:: Your instructions ::
Copy every record below exactly.

:: The records ::
####################
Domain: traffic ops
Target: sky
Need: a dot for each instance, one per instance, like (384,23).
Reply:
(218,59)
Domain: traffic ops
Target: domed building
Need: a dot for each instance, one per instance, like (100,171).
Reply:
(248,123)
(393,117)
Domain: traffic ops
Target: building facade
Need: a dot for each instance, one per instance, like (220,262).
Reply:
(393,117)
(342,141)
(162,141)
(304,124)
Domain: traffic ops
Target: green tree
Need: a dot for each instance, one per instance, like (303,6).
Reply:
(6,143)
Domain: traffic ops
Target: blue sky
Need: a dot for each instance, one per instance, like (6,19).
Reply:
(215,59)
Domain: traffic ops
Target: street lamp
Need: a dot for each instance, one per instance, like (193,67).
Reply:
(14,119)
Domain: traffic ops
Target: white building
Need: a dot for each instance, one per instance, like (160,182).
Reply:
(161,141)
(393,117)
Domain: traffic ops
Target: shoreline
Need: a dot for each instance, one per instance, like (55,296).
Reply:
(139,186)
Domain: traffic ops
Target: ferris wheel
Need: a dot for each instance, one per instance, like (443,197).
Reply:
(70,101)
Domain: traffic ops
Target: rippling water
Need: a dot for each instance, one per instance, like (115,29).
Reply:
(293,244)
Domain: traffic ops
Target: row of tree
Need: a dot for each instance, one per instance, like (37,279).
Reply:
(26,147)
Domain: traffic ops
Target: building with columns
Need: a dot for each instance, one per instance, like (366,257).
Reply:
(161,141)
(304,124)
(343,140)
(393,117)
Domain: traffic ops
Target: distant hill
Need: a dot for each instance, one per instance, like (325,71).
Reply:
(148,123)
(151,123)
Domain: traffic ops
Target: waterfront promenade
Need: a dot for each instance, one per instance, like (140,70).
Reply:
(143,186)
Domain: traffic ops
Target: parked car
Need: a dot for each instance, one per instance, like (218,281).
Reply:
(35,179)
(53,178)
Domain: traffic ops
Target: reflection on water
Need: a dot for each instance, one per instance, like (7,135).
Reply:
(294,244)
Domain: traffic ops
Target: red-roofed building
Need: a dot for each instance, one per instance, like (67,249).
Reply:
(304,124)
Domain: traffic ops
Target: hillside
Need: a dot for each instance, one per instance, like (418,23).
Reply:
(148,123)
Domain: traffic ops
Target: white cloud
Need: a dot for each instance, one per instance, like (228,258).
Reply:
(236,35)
####################
:: Exercise output ::
Domain: traffic ops
Target: sky
Need: a dot for each instance, one per instance, like (384,23).
Reply:
(218,59)
Domain: traffic ops
Target: domed building
Need: a dot for each instance, one per instance, like (100,171).
Reply:
(248,123)
(393,117)
Domain: traffic ops
Target: building facade
Need: a dot for each instance, one per instance, like (220,262).
Reply:
(393,117)
(342,141)
(162,141)
(304,124)
Domain: traffic ops
Target: green tree
Need: a dot for each instance, one per instance, like (303,6).
Reply:
(6,143)
Domain: traffic ops
Target: blue sky
Need: a dot for each instance, one per instance, like (6,19).
Reply:
(215,59)
Domain: traffic ops
Target: street lamp
Need: a dot for each instance, one per instance, like (193,67).
Reply:
(14,119)
Domain: traffic ops
Target: white building
Need: a dot for each instance, one per instance, like (160,182).
Reply:
(161,141)
(393,117)
Domain: traffic ops
Target: shoreline
Need: a dot for each instance, one per instance, like (55,296).
Reply:
(139,186)
Domain: traffic ops
Target: ferris wheel
Need: a dot for each instance, one per instance, like (443,197).
Reply:
(70,101)
Domain: traffic ops
Target: rippling water
Need: a dot for each instance, one per instance, like (115,29).
Reply:
(293,244)
Domain: traffic ops
Target: row of tree
Need: a dot for each instance, one per instance, like (37,279).
Reply:
(26,147)
Domain: traffic ops
Target: building with columns
Need: a dot for each instance, one per instance, like (366,257).
Reply:
(161,141)
(304,124)
(343,140)
(393,117)
Domain: traffic ops
Target: distant hill
Need: a dot for each instance, one per instance, like (325,71).
Reply:
(148,123)
(151,123)
Domain: traffic ops
Target: waterfront promenade
Need: a dot for each instance, one per instance, like (140,70).
Reply:
(143,186)
Domain: traffic ops
Target: parked car
Need: a dot for each instance, one per instance, like (218,281).
Reply:
(35,179)
(53,178)
Domain: traffic ops
Target: reflection on water
Need: a dot for each instance, one per instance, like (7,135).
Reply:
(294,244)
Domain: traffic ops
Target: red-roofed building
Need: a dot for each instance, one per instance, like (67,249).
Reply:
(304,124)
Domain: traffic ops
Target: hillside
Need: a dot for each instance, one per instance, like (418,23).
Reply:
(148,123)
Domain: traffic ops
Target: white cloud
Need: a dot for each instance, one per instance, like (228,258).
Reply:
(236,35)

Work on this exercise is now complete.